Prompt
Reproduce the listing in its entirety. Do not reproduce the pictures.

Material supplied
####################
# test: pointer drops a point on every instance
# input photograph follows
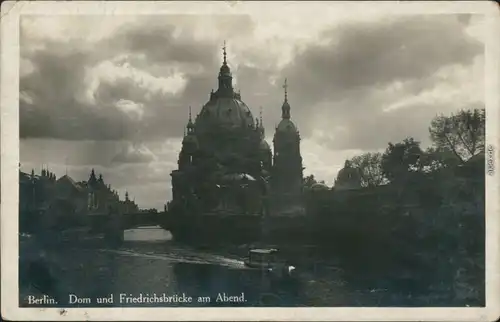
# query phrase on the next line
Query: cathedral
(225, 164)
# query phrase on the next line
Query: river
(149, 262)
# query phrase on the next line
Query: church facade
(226, 166)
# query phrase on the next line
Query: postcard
(233, 160)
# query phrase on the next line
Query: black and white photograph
(334, 156)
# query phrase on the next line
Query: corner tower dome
(225, 107)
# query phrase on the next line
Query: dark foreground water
(149, 269)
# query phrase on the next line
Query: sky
(113, 92)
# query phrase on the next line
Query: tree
(462, 133)
(402, 159)
(370, 168)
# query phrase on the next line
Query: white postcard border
(11, 12)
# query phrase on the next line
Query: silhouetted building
(226, 165)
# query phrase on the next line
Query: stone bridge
(105, 222)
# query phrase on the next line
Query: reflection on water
(147, 234)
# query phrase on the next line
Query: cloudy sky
(112, 92)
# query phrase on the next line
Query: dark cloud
(351, 58)
(366, 56)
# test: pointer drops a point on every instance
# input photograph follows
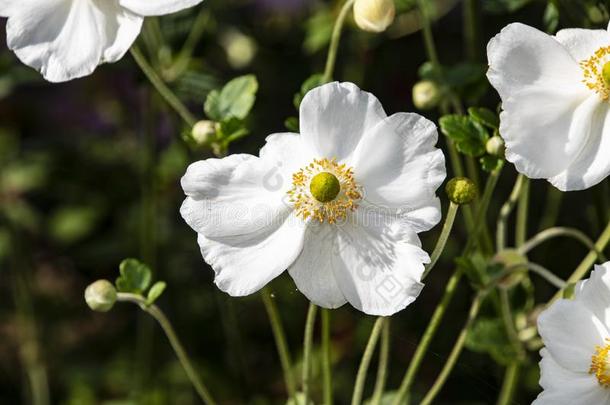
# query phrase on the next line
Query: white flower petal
(289, 152)
(378, 262)
(312, 270)
(157, 7)
(245, 263)
(554, 376)
(334, 117)
(571, 333)
(400, 167)
(582, 43)
(590, 165)
(67, 39)
(231, 196)
(594, 292)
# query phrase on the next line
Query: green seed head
(100, 296)
(606, 73)
(324, 187)
(461, 190)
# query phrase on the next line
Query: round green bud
(495, 146)
(606, 73)
(426, 95)
(461, 190)
(100, 296)
(204, 132)
(324, 187)
(374, 15)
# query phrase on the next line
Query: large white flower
(555, 95)
(67, 39)
(339, 205)
(575, 365)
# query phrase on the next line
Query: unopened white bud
(100, 296)
(374, 15)
(426, 95)
(204, 132)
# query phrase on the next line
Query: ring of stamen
(596, 72)
(600, 364)
(324, 190)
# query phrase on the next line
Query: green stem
(366, 360)
(382, 369)
(589, 260)
(455, 352)
(442, 240)
(167, 327)
(522, 214)
(335, 40)
(327, 375)
(557, 232)
(505, 212)
(424, 344)
(307, 344)
(162, 88)
(280, 342)
(511, 378)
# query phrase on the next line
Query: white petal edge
(312, 271)
(334, 117)
(157, 7)
(378, 263)
(244, 264)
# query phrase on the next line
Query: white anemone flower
(67, 39)
(575, 365)
(339, 205)
(555, 93)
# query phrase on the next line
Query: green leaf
(235, 100)
(469, 136)
(135, 276)
(292, 124)
(490, 163)
(155, 292)
(484, 116)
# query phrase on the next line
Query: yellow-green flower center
(324, 187)
(600, 364)
(596, 72)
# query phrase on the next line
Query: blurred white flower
(555, 95)
(374, 15)
(339, 206)
(67, 39)
(575, 365)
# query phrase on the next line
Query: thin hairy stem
(280, 341)
(307, 344)
(327, 376)
(366, 360)
(335, 40)
(382, 369)
(167, 327)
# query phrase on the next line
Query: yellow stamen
(596, 72)
(600, 364)
(324, 190)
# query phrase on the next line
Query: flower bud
(426, 95)
(374, 15)
(461, 190)
(204, 132)
(495, 146)
(100, 296)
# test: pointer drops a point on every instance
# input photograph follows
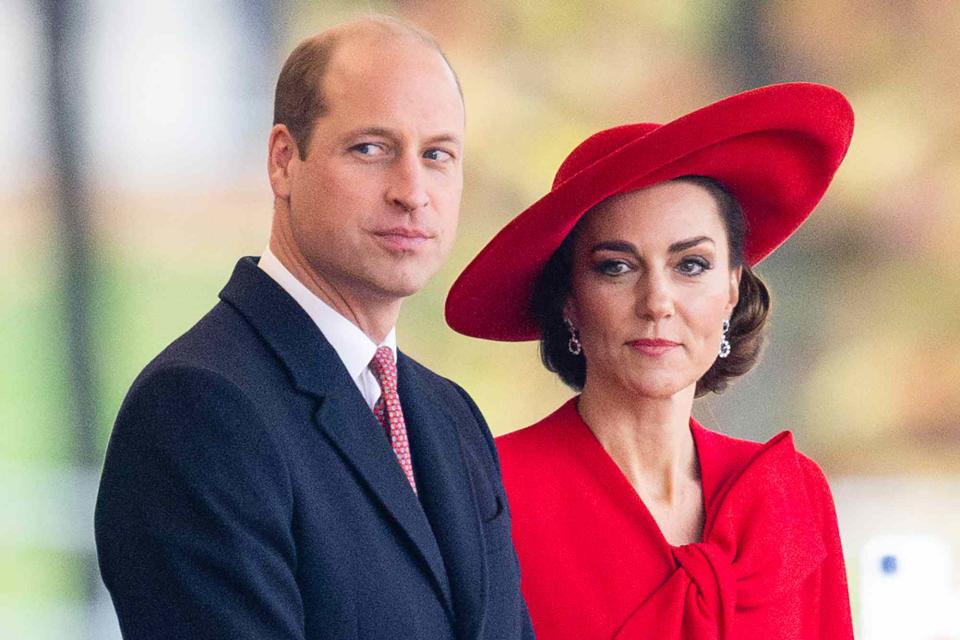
####################
Reply to the task
# test: pointer drops a point on every instance
# input photograph follows
# query phrase on the next line
Query: cathedral
(225, 164)
# query phrase on the next line
Query: river
(149, 262)
# query phrase on the next line
Query: church facade
(226, 166)
# query phrase on the next line
Query: postcard
(233, 160)
# query phrase on the next line
Query: black and white photograph
(334, 156)
# query phrase on the next line
Query: corner tower dome
(225, 107)
# query phrase on the next line
Query: dark foreground water
(149, 269)
# query phrase on the next line
Query: sky
(113, 92)
# query phrase on the next line
Query: tree
(462, 133)
(402, 159)
(370, 168)
# query phrase on the next line
Query: white postcard border
(11, 12)
# query phrase on the next line
Query: silhouetted building
(226, 165)
# query phrase on the next line
Query: stone bridge
(105, 222)
# query phrase on the next line
Query: reflection on water
(147, 234)
# query phrase on the next line
Query: cloudy sky
(112, 92)
# query phrase on the next line
Query: dark cloud
(351, 58)
(366, 56)
# test: pointer drops a point on every instance
# input photograph follows
# query phrase on the next line
Query: white flower petal
(289, 152)
(378, 262)
(312, 270)
(157, 7)
(245, 263)
(554, 376)
(334, 117)
(571, 333)
(400, 167)
(582, 43)
(590, 165)
(67, 39)
(231, 196)
(594, 292)
# query phrase on the next line
Query: green seed head
(100, 296)
(606, 73)
(324, 187)
(461, 190)
# query phrase on the next line
Query: round green bud
(495, 146)
(606, 73)
(426, 95)
(461, 190)
(100, 296)
(204, 132)
(324, 187)
(374, 15)
# query phrase on the next line
Query: large white flower
(555, 95)
(67, 39)
(339, 205)
(575, 365)
# query phrase on the next line
Query: unopened white bud
(100, 296)
(374, 15)
(426, 95)
(204, 132)
# query phrase on the next line
Query: ring of stamen
(596, 72)
(600, 364)
(324, 190)
# query phrase on the next line
Query: green stem
(366, 360)
(382, 369)
(589, 260)
(455, 352)
(442, 240)
(167, 327)
(522, 214)
(335, 40)
(327, 375)
(557, 232)
(505, 212)
(424, 344)
(307, 344)
(162, 88)
(280, 342)
(511, 378)
# query phrase on the next line
Query: white petal edge
(312, 271)
(334, 117)
(157, 7)
(378, 263)
(244, 264)
# query phrase on the next line
Query: white anemone flower
(67, 39)
(575, 365)
(339, 205)
(555, 93)
# query phrase on the next line
Query: green leaf
(235, 100)
(469, 136)
(135, 276)
(292, 124)
(490, 163)
(155, 292)
(484, 116)
# query phrase on the next line
Query: yellow-green flower center
(324, 187)
(600, 364)
(596, 72)
# query phrase on the next line
Query: blurred white flower
(555, 95)
(374, 15)
(339, 206)
(67, 39)
(575, 365)
# query phrase on the next line
Query: thin hairy stem
(280, 341)
(307, 344)
(327, 376)
(366, 360)
(335, 40)
(382, 369)
(167, 327)
# query phrase on the next line
Query: yellow stamen
(596, 72)
(600, 364)
(324, 190)
# query phrase on the next line
Query: flower bud
(426, 95)
(374, 15)
(461, 190)
(204, 132)
(495, 146)
(100, 296)
# test: pointer drops a point on every instance
# input photograph follows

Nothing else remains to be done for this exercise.